:: WHAT NEEDS TO BE DONE ::
Whenever the word "mountain" appears in a line of the data below, copy that line.

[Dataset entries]

- - - -

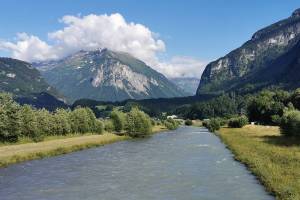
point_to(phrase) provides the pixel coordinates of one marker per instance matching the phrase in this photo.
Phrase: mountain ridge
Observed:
(106, 75)
(265, 46)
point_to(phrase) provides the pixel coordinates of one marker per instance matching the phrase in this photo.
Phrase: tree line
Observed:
(268, 107)
(18, 121)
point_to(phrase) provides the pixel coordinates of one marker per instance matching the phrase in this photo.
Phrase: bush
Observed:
(238, 122)
(188, 122)
(109, 126)
(290, 123)
(99, 126)
(10, 119)
(138, 123)
(171, 124)
(212, 125)
(118, 120)
(30, 124)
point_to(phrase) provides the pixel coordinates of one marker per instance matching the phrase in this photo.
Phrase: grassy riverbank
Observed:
(274, 159)
(56, 145)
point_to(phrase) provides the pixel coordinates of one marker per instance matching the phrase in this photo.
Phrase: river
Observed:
(186, 164)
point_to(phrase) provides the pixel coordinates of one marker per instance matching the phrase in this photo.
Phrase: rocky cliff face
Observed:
(107, 76)
(236, 70)
(188, 84)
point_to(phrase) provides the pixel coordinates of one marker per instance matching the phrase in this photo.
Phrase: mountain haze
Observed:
(106, 75)
(260, 62)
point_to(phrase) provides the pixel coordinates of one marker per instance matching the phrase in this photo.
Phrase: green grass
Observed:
(11, 154)
(273, 158)
(26, 149)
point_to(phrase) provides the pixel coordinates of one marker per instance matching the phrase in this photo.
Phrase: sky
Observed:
(177, 38)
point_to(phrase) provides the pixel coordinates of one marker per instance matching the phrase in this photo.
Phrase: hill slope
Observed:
(107, 76)
(27, 85)
(256, 63)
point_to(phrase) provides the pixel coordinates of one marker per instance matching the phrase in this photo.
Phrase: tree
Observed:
(290, 124)
(61, 122)
(118, 119)
(45, 121)
(80, 120)
(10, 119)
(238, 122)
(29, 123)
(138, 124)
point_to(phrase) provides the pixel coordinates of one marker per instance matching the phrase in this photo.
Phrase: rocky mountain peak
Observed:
(296, 13)
(107, 75)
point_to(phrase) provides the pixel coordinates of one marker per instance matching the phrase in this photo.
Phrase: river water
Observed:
(186, 164)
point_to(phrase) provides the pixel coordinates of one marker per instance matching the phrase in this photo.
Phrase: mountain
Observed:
(260, 62)
(27, 85)
(188, 84)
(106, 75)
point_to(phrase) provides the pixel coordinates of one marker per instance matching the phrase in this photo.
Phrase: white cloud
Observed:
(182, 67)
(98, 31)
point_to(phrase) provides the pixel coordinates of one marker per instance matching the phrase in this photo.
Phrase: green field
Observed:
(56, 145)
(273, 158)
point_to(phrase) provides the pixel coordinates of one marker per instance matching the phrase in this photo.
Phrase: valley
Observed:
(80, 106)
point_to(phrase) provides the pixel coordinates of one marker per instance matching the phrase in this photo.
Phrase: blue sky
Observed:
(203, 29)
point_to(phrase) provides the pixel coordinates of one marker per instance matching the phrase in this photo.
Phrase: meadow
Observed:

- - - -

:: ANSWER BOX ::
Phrase: mountain ridge
Phrase: mountain haze
Phrase: rocky mountain peak
Phrase: mountain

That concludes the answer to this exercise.